Dataset extract:
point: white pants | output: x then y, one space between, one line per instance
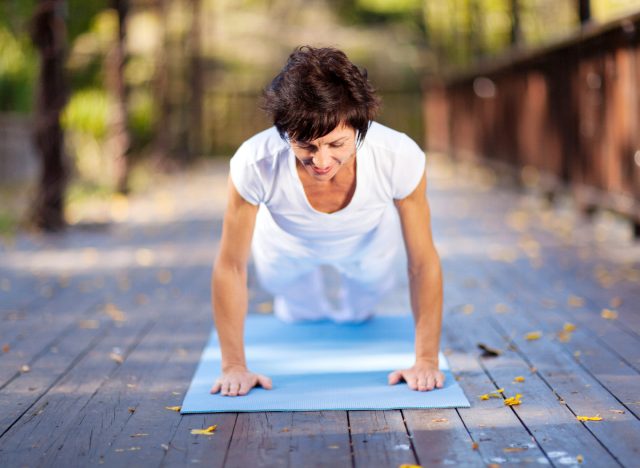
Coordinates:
296 282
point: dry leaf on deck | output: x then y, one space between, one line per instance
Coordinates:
512 401
495 394
589 418
488 351
536 335
116 314
208 431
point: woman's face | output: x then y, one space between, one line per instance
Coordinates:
323 157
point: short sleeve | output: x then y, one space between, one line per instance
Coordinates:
245 175
408 168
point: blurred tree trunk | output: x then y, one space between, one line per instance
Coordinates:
196 79
119 137
516 25
162 137
584 11
48 33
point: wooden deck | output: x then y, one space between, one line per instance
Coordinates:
102 328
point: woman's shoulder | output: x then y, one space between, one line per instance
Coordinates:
382 137
264 146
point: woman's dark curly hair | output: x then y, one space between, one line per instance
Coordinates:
317 89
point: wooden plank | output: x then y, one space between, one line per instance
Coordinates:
553 426
20 393
611 365
37 432
440 438
187 449
492 425
103 427
380 439
318 438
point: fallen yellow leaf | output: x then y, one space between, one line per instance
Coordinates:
209 430
265 307
512 401
615 302
495 394
589 418
533 336
116 314
564 336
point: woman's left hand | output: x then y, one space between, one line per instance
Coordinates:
421 377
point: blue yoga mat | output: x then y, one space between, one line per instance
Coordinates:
322 365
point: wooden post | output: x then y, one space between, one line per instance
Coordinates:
49 34
162 139
584 11
119 138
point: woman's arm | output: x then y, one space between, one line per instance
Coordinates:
229 296
425 283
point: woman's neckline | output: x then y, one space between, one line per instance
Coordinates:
303 194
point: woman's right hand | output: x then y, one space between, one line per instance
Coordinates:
238 380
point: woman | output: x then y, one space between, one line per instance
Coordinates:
325 185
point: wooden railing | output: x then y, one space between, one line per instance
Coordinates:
570 111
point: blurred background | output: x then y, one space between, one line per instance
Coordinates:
98 97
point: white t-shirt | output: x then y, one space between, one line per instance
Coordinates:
263 170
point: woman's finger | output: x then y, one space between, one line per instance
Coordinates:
422 384
394 377
233 388
216 387
411 380
265 382
431 381
245 386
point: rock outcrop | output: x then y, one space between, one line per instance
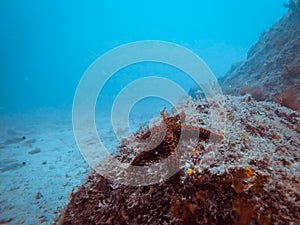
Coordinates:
272 69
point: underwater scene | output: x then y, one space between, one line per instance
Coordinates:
150 112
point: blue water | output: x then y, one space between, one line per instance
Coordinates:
47 45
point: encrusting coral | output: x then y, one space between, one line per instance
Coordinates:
170 129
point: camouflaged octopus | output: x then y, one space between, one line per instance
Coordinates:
163 139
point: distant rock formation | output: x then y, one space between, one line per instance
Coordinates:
272 69
250 177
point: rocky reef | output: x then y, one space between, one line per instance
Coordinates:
272 69
251 176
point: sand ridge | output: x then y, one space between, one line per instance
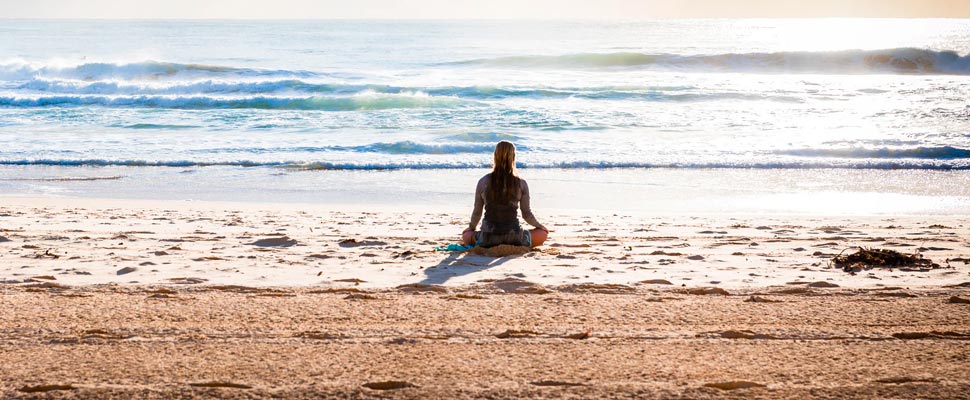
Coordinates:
481 341
84 243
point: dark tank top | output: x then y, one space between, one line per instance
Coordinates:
503 218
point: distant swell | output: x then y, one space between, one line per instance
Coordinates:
929 153
397 148
303 165
351 103
142 70
48 87
888 61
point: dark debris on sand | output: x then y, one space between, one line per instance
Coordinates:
867 258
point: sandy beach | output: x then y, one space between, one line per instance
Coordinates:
122 299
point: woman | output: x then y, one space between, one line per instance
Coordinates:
500 193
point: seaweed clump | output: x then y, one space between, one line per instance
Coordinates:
867 258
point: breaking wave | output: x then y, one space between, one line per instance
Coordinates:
888 61
140 70
362 102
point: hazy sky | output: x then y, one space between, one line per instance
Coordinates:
538 9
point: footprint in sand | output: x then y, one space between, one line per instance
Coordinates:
388 385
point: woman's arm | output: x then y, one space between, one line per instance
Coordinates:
526 207
479 204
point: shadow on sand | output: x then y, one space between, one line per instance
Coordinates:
460 264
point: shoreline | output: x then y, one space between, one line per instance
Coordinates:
90 242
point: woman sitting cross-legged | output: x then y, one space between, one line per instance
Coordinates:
501 193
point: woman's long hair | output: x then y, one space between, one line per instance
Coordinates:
504 183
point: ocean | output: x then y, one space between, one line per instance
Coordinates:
409 111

Instructions for the task: Write out the data precisely as given, excluding the pictures.

Written response:
point: white pants | output: x then y, one space between, one line per instance
Coordinates:
296 282
point: dry leaf on deck | output: x then y, one space between, one line per instance
Coordinates:
512 401
495 394
589 418
488 351
536 335
116 314
208 431
point: woman's face | output: x then y, one space between, one line per instance
Coordinates:
323 157
point: short sleeve | output: x then y, one space between, one line per instance
Coordinates:
245 175
408 168
point: blurred tree trunk | output: x then y, one space between, one line per instance
Coordinates:
196 79
119 137
516 25
162 137
584 11
48 33
point: wooden deck | output: x then y, one space between, one line per instance
Coordinates:
102 328
point: woman's shoulder | output: x then y, one space between, one line per instance
Coordinates:
382 137
264 146
point: woman's dark curly hair | output: x then y, one space between, one line per instance
Coordinates:
317 89
point: wooden plank | output: x then y, one space between, one line per instance
Coordinates:
553 426
20 393
611 365
37 432
440 438
187 449
492 425
103 427
380 439
318 438
point: fallen yellow leaf | output: x then y, one space between, one line per instance
Coordinates:
209 430
265 307
512 401
615 302
495 394
589 418
533 336
116 314
564 336
point: woman's left hand | output: x then y, one space between, one line per instance
Coordinates:
421 377
point: blue yoga mat | output: x then y, one space between, one line per instance
Coordinates:
322 365
point: wooden post | output: x then y, one space between, one line per instance
Coordinates:
49 34
162 139
584 11
119 138
point: woman's arm | output: x then y, one space between, one line per instance
Coordinates:
229 296
425 283
point: woman's neckline | output: x then y, one space between, one line per instance
Coordinates:
303 194
point: woman's right hand | output: x then y, one space between, one line per instance
Coordinates:
238 380
point: woman | output: x then y, one space between, one line per instance
Coordinates:
325 185
point: wooden railing | output: x then y, one space between, one line per instance
Coordinates:
570 111
point: blurred background | output: x then y, one space between, one line per instance
Coordinates:
98 97
point: white t-shirt | output: x then y, one space between, one line per instance
Coordinates:
263 170
point: woman's finger | output: x then y, one space between, one line per instance
Coordinates:
422 384
394 377
233 388
216 387
411 380
265 382
431 381
245 386
point: rock outcrop | output: x then y, one space between, one line per instance
Coordinates:
272 69
point: underwater scene | output: x then y, one space between, one line per instance
Coordinates:
150 112
point: blue water | output: x then y, one space between, one line per instance
Coordinates:
47 45
point: encrusting coral | output: x then y, one space between, one line per instance
Coordinates:
170 129
point: camouflaged octopus | output: x then y, one space between, one line per instance
Coordinates:
163 139
point: distant rock formation | output: x then y, one space between, one line per instance
Coordinates:
272 69
250 177
point: rocky reef | output: x then y, one space between, one line per instance
Coordinates:
272 69
251 176
point: sand ridge | output: x then y, one space between, one line per instance
Coordinates:
481 341
84 243
point: dark tank top | output: x then y, one space between, one line per instance
Coordinates:
503 218
point: distant swell | output: x then y, one space between, one line per instance
Coordinates:
929 153
397 148
303 165
351 103
142 70
48 87
888 61
point: dark debris on sand | output: x then y, one space between, one line per instance
Coordinates:
867 258
point: sandy beach | output: x then y, one space between, one line per instance
Coordinates:
122 299
point: woman | output: x then y, one space between, one line per instance
Coordinates:
500 193
point: seaweed clump | output: x then y, one space between, one line per instance
Coordinates:
867 258
point: breaking wave | output: x then y, one space between, one line per instance
Coordinates:
888 61
140 70
362 102
point: hazy sky | output: x then y, one space between, one line per instance
Coordinates:
538 9
point: footprint in sand | output: x then y, one space between, one line per instance
Coordinates:
388 385
point: woman's arm | output: x then y, one space between, one line per instance
Coordinates:
526 207
479 204
point: shadow on sand | output: x then y, one space between, one line per instance
Coordinates:
460 264
point: shoreline | output: x then y, one space between, one line per instance
Coordinates:
90 242
point: woman sitting cross-legged | output: x then y, one space between, one line per instance
Coordinates:
501 193
point: woman's long hair | output: x then y, one space between, one line per instance
Coordinates:
504 183
point: ocean | output: x then y, one space between, one line per instance
Coordinates:
409 111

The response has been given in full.